- [Task objective]:
Tally the lines in the records below that contain the word "illuminated". Give only the number.

- [Task material]:
--- Begin ---

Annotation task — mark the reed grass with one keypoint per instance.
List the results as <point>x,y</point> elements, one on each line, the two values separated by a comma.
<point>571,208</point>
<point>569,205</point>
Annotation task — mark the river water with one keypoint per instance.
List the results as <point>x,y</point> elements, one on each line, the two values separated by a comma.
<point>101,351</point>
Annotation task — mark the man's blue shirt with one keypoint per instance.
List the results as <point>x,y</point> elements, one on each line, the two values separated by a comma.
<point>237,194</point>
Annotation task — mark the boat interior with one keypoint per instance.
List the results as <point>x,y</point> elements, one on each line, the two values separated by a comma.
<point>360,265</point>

--- End ---
--- Begin ---

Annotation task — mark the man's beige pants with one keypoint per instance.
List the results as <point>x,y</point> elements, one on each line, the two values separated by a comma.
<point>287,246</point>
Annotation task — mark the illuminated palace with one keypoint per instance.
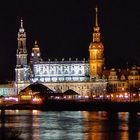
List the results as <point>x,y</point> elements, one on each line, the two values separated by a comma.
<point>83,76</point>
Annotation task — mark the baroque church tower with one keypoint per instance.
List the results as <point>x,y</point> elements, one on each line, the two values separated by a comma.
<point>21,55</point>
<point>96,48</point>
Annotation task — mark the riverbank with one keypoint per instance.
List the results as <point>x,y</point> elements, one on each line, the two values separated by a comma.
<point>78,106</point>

--- End ---

- [Solution]:
1